** Descripción de la tarea **
Devuelva textualmente las filas que van desde la que contiene "Question. Place one point on every instance of the blue" hasta la que contiene "x=366 y=122", ambas incluidas.

** Entradas de datos **

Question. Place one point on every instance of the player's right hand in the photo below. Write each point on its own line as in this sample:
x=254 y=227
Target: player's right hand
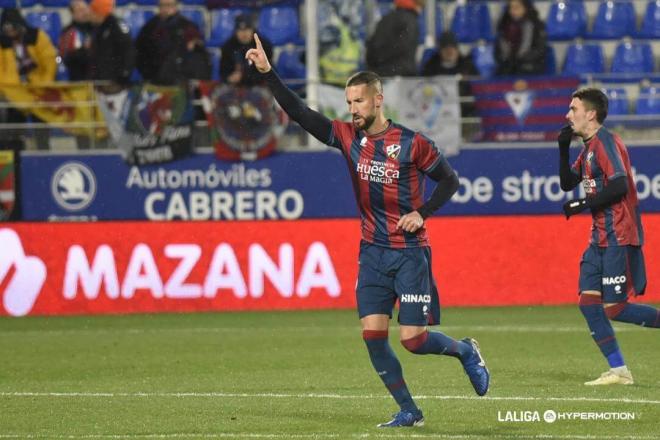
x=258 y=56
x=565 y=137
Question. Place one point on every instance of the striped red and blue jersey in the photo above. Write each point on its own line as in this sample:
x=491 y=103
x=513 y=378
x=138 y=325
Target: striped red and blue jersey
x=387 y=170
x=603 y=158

---

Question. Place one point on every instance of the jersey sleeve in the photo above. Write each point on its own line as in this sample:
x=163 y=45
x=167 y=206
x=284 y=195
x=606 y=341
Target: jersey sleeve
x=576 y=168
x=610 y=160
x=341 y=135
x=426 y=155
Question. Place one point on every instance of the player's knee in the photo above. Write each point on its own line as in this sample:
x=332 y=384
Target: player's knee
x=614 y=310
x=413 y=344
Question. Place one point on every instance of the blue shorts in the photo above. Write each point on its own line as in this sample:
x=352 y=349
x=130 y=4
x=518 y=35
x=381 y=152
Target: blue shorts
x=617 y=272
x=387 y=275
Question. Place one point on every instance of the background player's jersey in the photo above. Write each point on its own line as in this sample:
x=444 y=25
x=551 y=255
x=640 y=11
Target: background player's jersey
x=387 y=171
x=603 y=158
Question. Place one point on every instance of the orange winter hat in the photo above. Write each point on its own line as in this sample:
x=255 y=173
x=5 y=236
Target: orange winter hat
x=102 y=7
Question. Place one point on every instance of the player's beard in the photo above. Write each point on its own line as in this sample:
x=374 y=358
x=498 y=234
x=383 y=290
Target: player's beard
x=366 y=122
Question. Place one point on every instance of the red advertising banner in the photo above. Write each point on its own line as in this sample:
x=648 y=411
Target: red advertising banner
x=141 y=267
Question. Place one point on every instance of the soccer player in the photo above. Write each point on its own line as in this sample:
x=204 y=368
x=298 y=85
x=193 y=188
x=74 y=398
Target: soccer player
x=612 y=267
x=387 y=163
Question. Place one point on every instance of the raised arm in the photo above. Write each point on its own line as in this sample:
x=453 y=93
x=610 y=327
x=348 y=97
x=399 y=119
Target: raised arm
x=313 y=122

** Respuesta al ejercicio **
Question. Place one point on every instance of the blue shorts in the photo above. Write each point on its own line as in this sample:
x=352 y=349
x=130 y=4
x=518 y=35
x=381 y=152
Target: blue shorts
x=617 y=272
x=387 y=275
Question. Place one point on every instance of the background player's jersey in the photo above. Write each point on its own line as in this sample:
x=444 y=25
x=551 y=255
x=640 y=11
Target: background player's jersey
x=387 y=171
x=603 y=158
Question. Place one point on every instance of the orange winter hat in the photo above. Write each point on its own line as in this sample:
x=255 y=173
x=5 y=236
Target: orange winter hat
x=102 y=7
Question. Place one point on every instance of the player's beard in the photo above. Write each point on its own line as in this sample:
x=374 y=358
x=498 y=234
x=383 y=290
Target: player's beard
x=366 y=122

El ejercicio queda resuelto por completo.